>> BEGIN TEXT BLOCK

The Bernoulli Distribution: Intuitive Understanding

A portrait of Jacob Bernoulli with a 17th century Swiss coin in the background

In today’s post, I’m going to give you intuition about the Bernoulli distribution. This is one of the simplest and yet most famous discrete probability distributions. Not only that, it is the basis of many other more complex distributions.

This post is part of my series on discrete probability distributions.

In my introductory post on probability distributions I gave you some intuition about the two main types: discrete and continuous. And in a follow-up post, I showed you the general formulas for calculating the mean and variance of any probability distribution.

The goal of this post is to give you more details and intuition about the most famous of all discrete probability distributions, including its probability mass function, mean, and variance.

Table of Contents

Introduction

In the overview post on discrete probability distributions, I showed you that you can see the main distinction between discrete and continuous probability distributions in the sample spaces associated with them.

In short, the sample space of a discrete probability distribution is either finite or countably infinite. On the other hand, the sample space of a continuous probability distribution is uncountably infinite. Therefore, you can think of discrete sample spaces as subsets of natural numbers and of continuous sample spaces as subsets of real numbers. You can read more about this in the section discussion discrete sample spaces.

I also told you that every discrete probability distribution is actually a class of specific distributions defined by a probability mass function (PMF). The specific distributions are associated with specific values of one or more parameters of the PMF. You can read more about this in the parameters section of the same post.

The Bernoulli distribution deals with random variables that have exactly 2 possible outcomes. And it simply assigns a probability to each of those outcomes. Pretty simply, isn’t it?

A single realization of a Bernoulli random variable is called a Bernoulli trial. On the other hand, a sequence of realizations is called a Bernoulli sequence or, more formally, a Bernoulli process. Different types of Bernoulli sequences give rise to more complicated distributions, like the binomial distribution and the Poisson distribution.

>> END TEXT BLOCK
>> BEGIN MATERIAL SHOWN

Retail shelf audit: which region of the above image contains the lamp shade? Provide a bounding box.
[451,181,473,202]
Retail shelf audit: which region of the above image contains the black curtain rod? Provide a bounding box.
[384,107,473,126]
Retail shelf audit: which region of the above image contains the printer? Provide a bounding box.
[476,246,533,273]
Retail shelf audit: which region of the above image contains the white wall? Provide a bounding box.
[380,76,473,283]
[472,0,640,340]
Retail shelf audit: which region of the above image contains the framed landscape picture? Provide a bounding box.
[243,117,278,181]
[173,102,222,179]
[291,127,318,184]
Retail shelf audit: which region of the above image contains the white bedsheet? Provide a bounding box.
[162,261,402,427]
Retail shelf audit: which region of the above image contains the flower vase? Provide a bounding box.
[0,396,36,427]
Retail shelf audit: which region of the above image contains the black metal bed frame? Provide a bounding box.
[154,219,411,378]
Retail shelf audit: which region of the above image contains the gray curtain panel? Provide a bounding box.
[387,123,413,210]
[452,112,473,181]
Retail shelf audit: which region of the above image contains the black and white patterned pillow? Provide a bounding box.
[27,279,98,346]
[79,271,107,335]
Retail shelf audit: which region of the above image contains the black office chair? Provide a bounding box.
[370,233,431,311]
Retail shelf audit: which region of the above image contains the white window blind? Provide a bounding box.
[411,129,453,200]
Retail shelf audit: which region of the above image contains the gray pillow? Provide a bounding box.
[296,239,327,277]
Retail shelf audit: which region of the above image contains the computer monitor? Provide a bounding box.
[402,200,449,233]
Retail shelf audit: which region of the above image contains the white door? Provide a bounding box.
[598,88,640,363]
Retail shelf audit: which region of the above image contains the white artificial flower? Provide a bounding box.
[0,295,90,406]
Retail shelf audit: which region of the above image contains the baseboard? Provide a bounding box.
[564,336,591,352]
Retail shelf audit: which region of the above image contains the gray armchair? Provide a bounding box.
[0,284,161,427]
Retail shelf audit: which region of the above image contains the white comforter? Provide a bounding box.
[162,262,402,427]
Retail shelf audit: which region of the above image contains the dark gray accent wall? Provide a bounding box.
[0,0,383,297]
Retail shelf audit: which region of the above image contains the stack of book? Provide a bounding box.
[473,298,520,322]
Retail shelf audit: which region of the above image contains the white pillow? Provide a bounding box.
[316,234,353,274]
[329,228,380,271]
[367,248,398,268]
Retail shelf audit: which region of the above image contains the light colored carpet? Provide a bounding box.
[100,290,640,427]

>> END MATERIAL SHOWN

DIRECTIVE A: In the Bernoulli distribution text, what is a single realization of a Bernoulli random variable called?
DIRECTIVE B: Pick up the Bernoulli distribution text after its final sentence and write the next part.

REPLY A: A Bernoulli trial.

REPLY B:
Before I show you the details of the Bernoulli distribution, let me tell you a few words about its name.

History of the Bernoulli distribution

A portrait of Jacob Bernoulli — Jacob Bernoulli

The name of this distribution and all related terms comes from the 17th century Swiss mathematician Jacob Bernoulli. Now, he wasn’t really the one who coin the term itself. At the time the concept of a probability distribution hadn’t even been discovered yet.

The distribution is named after Bernoulli because he was the one who explicitly defined what we today call a Bernoulli trial. Namely, an experiment with only two possible outcomes. For convenience, these outcomes are usually called “success” and “failure” (but don’t read too much into these labels). This tradition started from Bernoulli himself in his book Ars Conjectandi (“The Art of Conjecturing”), published 8 years after his death. Take a look at this quote:

The cover page of Jacob Bernoulli's book Ars Conjectandi — The cover page of *Ars Conjectandi*

To avoid tedious circumlocution, I will call the cases in which a certain event can happen fecund or fertile. I will call sterile those cases in which the event can not happen. I will also call experiments fecund or fertile in which one of the fertile cases is discovered to occur; and I will call nonfecund or sterile those in which one of the sterile cases is observed to happen.

Many historians consider Ars Conjectandi the founding document of mathematical probability. It presents the first formal solutions to challenging probability problems and introduces fundamental concepts from combinatorics, like permutations and combinations (if curious about those, check out my post on combinatorics).

The above quote is from another remarkable part of the book in which Bernoulli presents the first proof of what we today call the law of large numbers (LLN). He proved the weak version of the law by analyzing the behavior of hypothetical infinite sequences of “success”/”failure” trials with a fixed probability. For more information, check out my post on the LLN.

The Bernoulli distribution

Let’s consider some examples of real-world processes that can be represented by a Bernoulli distribution. We’re looking for random variables with only 2 possible outcomes. In other words, we want random variables whose sample space has exactly 2 elements.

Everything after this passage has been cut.